— BEGIN RECORD EXTRACTS —

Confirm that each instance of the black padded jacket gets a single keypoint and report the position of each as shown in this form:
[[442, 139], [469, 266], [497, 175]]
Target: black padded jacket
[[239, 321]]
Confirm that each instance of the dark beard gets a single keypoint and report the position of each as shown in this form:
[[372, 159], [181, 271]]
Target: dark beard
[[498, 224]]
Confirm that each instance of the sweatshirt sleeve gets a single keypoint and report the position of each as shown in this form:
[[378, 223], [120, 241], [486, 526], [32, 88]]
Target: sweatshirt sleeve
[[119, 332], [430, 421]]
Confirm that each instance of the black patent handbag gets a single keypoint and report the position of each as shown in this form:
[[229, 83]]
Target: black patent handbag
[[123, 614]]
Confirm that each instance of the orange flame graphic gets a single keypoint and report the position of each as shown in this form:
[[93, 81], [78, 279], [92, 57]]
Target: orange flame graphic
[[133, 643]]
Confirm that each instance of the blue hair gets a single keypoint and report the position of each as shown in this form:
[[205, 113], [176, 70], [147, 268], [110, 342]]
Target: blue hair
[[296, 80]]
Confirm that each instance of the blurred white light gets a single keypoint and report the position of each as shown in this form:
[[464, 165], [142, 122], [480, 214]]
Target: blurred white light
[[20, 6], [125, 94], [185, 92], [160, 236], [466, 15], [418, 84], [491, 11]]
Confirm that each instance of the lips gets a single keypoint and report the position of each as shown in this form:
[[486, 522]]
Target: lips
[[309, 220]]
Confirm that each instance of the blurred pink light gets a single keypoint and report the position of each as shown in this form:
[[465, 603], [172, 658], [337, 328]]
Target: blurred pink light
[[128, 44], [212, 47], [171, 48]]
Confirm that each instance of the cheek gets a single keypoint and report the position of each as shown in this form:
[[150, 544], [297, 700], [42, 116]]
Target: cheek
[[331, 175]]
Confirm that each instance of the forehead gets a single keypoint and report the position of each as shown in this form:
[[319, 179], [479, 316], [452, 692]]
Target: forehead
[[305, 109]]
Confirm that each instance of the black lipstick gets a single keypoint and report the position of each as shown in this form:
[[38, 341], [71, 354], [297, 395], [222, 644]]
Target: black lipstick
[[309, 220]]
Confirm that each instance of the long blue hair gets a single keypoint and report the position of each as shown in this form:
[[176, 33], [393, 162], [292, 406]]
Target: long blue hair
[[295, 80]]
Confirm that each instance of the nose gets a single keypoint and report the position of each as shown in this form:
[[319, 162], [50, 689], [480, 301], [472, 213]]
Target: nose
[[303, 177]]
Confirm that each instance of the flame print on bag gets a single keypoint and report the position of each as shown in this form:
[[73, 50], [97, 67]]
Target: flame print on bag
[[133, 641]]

— END RECORD EXTRACTS —
— BEGIN RECORD EXTRACTS —

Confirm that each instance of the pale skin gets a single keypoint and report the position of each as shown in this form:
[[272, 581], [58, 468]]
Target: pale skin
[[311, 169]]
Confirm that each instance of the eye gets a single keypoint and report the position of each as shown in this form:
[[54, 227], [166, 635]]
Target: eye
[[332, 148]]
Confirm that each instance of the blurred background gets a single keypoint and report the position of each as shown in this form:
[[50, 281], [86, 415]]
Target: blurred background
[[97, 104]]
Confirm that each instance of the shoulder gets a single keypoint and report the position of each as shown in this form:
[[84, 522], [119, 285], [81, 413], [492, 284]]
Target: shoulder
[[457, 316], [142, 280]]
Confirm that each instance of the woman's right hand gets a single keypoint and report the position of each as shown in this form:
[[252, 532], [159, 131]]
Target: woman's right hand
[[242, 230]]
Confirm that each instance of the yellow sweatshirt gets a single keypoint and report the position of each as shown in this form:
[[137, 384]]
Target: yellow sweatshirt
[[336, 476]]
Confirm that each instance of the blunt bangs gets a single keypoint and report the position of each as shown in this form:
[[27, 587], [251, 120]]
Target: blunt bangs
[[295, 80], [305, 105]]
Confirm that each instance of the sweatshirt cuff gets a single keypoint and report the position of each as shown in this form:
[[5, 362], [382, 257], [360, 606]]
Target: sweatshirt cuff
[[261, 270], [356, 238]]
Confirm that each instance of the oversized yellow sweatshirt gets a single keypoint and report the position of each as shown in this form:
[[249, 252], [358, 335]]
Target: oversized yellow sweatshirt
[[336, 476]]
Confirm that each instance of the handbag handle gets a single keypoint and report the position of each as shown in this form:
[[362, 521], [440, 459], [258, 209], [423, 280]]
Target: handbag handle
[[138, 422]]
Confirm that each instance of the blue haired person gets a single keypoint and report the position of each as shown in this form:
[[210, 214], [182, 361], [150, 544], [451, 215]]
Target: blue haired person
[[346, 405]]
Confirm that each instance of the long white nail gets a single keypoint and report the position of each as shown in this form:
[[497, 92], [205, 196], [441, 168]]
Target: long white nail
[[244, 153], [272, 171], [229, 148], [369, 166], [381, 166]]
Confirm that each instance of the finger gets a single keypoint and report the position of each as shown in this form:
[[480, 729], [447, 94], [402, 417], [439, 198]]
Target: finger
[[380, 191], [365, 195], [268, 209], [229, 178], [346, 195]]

— END RECORD EXTRACTS —

## GOAL
Reproduce the data from the line with "Confirm that each instance of the black padded" to the line with "[[128, 44], [212, 47], [171, 48]]", swapping "blurred white light" for "blurred yellow light" and leaving everything else unchanged.

## RESPONSE TO THE EXERCISE
Confirm that each instance of the black padded jacket gets a single keypoint and report the position of each as shown in this form:
[[442, 139], [469, 266], [497, 175]]
Target: black padded jacket
[[239, 321]]
Confirm that each instance of the dark beard gets a single keypoint and report the position of each as shown in this form:
[[372, 159], [181, 271]]
Target: dark beard
[[498, 224]]
Confirm that each instance of the sweatshirt sleeve gets a single keypoint and report the position of each as shown in this form:
[[378, 223], [120, 241], [486, 526], [32, 88]]
Target: sweatshirt sleeve
[[119, 332], [430, 421]]
Confirm that each instance of the black patent handbag gets a single keypoint and report the position of each as shown in this form:
[[229, 83]]
Target: black patent handbag
[[123, 614]]
Confirm that each instance of the orange flame graphic gets a single keypoint and report the position of each as shown in this form:
[[93, 81], [78, 279], [92, 57]]
Target: orange flame graphic
[[133, 643]]
Confirm that each instance of the blue hair gets a single keypoint and report the position of each as shown in this form:
[[205, 113], [176, 70], [147, 268], [110, 342]]
Target: blue hair
[[296, 80]]
Confirm that each instance of the blurred yellow light gets a single keypoint and report the position of each as shown in this form:
[[464, 165], [142, 122], [480, 214]]
Target: blurred yellow light
[[20, 6], [125, 94], [185, 92], [160, 236], [466, 15], [418, 84], [491, 11]]
Confirm that each instance of the lips gets a single keypoint and report the position of each as shown in this form:
[[486, 522]]
Target: lips
[[309, 220]]
Confirm that each instance of the blurred pink light gets a single keypoint and report the position of each as shown in this form:
[[465, 603], [172, 658], [337, 328]]
Target: blurred pink light
[[128, 44], [212, 47], [171, 48]]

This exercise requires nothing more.